- _GIVEN INSTRUCTION_
Filter the data below and copy out every line that contains the word "beanie".

Items from a dataset

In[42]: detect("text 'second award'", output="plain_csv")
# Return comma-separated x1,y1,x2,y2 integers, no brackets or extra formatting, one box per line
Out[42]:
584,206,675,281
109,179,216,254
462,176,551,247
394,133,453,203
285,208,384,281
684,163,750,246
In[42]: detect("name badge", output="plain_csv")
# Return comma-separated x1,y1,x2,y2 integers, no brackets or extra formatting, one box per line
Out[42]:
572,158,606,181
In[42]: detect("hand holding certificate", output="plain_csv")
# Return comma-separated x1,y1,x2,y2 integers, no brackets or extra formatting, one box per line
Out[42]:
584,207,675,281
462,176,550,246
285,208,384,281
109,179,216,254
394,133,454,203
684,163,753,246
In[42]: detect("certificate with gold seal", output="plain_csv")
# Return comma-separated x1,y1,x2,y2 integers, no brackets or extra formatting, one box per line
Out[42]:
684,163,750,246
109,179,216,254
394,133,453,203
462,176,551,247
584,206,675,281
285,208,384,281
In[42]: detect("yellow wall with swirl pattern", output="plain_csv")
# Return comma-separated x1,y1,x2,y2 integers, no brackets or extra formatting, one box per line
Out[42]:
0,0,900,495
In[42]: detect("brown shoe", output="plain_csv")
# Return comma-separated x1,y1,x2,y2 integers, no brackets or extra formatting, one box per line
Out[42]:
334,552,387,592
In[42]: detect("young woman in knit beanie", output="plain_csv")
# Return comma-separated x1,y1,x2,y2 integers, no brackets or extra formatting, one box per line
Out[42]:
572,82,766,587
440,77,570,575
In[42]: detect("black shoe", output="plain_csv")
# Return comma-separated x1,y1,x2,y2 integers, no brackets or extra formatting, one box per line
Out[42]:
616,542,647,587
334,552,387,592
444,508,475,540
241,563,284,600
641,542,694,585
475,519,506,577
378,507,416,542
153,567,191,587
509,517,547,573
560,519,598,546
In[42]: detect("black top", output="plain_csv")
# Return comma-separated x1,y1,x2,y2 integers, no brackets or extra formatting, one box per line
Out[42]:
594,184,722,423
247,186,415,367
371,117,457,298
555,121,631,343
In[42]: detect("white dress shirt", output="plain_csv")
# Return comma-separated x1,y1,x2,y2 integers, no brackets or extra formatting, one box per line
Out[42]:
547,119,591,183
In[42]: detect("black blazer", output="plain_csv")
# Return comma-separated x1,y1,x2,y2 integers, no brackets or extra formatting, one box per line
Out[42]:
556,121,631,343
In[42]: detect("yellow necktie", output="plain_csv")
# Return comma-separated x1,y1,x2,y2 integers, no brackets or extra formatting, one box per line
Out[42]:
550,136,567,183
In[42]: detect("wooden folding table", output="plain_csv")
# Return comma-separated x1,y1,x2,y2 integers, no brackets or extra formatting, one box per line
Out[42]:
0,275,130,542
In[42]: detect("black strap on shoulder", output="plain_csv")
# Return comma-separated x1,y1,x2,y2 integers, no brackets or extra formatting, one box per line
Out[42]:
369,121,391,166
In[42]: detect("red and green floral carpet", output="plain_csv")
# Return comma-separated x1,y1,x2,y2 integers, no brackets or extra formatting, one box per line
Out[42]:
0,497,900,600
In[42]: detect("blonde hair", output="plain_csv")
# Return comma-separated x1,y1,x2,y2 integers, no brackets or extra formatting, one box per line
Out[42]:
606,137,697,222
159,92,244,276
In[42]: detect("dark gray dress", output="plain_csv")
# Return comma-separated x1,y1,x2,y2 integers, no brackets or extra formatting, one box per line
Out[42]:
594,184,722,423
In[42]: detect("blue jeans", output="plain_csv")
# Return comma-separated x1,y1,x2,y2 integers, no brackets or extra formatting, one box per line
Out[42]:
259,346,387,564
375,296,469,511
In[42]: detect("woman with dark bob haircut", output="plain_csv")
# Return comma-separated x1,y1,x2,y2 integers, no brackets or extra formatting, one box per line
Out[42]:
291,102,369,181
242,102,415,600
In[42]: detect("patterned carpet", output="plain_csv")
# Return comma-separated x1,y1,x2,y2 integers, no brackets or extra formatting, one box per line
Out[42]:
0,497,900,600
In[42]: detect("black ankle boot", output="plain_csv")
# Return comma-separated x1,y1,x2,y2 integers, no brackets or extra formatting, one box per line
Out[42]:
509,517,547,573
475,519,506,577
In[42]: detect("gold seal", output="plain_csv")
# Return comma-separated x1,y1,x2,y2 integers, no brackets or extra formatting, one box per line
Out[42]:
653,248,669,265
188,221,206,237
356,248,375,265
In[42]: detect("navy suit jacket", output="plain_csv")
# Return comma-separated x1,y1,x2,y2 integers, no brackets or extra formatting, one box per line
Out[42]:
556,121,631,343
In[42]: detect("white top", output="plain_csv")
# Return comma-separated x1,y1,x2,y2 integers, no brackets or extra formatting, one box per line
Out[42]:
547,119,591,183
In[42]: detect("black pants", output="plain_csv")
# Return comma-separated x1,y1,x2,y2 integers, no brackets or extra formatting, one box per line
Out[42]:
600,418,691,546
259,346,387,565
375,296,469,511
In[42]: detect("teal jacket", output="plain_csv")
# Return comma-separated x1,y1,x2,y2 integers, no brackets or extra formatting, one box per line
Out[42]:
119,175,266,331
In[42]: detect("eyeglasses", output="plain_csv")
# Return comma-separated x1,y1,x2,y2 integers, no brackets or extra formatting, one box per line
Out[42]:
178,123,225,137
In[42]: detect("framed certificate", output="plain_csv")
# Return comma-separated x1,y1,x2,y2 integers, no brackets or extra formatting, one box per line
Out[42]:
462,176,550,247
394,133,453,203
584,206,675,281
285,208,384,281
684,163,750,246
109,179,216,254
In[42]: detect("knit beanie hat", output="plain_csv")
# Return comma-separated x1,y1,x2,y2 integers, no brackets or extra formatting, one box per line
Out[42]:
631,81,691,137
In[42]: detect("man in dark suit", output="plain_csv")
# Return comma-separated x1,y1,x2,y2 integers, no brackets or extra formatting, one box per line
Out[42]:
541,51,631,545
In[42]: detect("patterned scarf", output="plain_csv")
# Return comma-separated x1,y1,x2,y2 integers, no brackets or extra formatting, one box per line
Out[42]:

- _WRITTEN SOLUTION_
In[42]: detect("young woman in knit beanie", output="plain_csv")
In[42]: detect("knit beanie hat", output="plain_csv")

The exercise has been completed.